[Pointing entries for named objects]
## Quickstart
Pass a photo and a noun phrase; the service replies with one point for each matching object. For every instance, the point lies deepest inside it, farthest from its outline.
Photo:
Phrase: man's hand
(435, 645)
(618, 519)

...

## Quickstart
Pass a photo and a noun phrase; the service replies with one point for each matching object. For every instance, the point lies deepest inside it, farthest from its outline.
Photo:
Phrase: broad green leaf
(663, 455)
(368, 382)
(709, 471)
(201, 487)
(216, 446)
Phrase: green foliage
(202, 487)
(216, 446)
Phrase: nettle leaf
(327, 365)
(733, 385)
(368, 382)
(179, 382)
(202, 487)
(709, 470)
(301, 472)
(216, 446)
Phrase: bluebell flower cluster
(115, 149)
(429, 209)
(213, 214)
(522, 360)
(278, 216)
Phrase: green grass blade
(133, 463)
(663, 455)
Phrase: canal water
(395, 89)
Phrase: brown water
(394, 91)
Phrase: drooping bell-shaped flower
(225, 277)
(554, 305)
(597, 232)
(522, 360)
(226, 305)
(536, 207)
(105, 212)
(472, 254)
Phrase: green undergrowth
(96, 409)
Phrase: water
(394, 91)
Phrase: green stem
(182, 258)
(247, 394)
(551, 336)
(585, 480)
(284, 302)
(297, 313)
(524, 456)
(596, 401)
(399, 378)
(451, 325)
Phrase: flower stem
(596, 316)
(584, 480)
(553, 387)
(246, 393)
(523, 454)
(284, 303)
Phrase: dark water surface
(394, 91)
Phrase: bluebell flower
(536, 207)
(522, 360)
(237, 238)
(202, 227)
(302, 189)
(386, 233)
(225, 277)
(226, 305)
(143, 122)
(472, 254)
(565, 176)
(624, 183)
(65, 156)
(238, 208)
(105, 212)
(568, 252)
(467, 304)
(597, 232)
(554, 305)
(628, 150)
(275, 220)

== WHAT TO WORK ON ==
How many lines in the data above contain the string "bluebell"? Give only the number.

== EXPECTED ANSWER ==
2